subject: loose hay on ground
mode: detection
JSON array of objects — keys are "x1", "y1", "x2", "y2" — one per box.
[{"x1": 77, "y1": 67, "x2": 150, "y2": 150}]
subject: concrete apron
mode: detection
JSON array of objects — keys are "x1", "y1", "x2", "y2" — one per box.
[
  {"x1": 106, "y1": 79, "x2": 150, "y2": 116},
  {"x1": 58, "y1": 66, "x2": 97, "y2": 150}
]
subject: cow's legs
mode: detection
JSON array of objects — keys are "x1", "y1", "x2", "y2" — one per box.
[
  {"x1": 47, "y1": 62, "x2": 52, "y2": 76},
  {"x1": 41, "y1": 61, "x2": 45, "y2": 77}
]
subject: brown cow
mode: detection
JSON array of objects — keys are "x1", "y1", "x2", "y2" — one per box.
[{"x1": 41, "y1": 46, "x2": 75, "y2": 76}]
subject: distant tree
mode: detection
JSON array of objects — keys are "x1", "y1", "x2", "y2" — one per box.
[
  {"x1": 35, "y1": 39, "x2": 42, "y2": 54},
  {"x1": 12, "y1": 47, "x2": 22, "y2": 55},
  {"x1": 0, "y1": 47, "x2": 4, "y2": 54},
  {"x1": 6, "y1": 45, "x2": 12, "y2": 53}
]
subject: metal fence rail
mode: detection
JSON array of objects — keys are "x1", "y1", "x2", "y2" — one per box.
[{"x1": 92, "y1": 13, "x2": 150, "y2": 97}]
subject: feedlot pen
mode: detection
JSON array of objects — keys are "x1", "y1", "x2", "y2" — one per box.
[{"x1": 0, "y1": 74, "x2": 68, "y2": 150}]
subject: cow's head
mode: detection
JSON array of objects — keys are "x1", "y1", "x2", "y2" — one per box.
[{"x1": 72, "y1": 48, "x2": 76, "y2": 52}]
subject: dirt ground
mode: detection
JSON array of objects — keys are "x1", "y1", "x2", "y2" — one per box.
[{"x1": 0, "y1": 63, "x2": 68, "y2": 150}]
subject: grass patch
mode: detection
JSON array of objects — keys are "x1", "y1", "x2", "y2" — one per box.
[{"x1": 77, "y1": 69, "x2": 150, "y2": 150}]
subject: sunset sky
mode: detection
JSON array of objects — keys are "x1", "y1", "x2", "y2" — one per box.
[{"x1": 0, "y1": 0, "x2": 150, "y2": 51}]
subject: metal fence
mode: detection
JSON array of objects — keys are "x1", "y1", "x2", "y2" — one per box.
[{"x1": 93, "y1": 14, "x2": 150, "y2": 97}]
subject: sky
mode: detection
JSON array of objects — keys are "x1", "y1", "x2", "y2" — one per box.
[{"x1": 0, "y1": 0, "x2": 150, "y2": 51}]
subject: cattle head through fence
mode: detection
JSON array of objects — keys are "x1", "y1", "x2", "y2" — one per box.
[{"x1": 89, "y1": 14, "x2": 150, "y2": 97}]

• • • • •

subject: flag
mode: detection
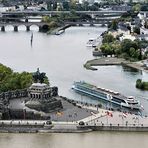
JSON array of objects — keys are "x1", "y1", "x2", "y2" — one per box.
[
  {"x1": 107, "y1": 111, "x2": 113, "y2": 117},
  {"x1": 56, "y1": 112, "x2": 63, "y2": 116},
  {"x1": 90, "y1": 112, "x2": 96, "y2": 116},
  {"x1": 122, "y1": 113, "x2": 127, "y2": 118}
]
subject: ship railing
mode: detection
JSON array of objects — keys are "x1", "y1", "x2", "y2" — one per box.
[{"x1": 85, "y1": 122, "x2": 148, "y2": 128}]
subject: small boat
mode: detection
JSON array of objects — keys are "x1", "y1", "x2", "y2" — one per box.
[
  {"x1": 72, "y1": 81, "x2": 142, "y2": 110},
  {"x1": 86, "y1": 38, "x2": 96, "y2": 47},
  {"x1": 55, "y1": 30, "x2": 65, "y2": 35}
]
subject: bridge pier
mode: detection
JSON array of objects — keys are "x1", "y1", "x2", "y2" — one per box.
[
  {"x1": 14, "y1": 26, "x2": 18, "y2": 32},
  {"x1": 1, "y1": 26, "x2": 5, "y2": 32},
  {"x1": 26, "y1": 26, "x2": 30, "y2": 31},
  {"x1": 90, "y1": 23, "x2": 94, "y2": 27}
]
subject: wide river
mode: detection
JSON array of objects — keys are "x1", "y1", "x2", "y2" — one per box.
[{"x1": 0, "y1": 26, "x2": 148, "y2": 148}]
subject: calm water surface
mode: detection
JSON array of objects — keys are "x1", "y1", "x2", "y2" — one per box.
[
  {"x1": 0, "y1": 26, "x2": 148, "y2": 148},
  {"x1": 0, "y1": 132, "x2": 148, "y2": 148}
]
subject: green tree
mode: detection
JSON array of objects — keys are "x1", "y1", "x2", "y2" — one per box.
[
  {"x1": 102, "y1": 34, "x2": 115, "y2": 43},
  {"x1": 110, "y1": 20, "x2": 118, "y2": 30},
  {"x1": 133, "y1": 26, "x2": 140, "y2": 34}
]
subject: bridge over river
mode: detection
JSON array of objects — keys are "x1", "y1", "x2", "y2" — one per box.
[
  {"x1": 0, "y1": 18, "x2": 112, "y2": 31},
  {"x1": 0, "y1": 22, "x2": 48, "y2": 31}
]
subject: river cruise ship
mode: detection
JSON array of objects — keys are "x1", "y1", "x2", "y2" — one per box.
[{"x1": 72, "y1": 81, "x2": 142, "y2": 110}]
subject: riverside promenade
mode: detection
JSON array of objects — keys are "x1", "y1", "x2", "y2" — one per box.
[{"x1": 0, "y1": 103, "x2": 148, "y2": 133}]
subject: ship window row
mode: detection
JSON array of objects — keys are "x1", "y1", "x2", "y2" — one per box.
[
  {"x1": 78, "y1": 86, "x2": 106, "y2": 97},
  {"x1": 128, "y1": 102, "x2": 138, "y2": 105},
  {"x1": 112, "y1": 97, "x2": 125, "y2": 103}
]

• • • • •

TASK BRIEF> Report every line of the records that contains the word "ground", copying each such line in full.

OUTPUT OF THE EXERCISE>
subject: loose hay on ground
subject: dirt ground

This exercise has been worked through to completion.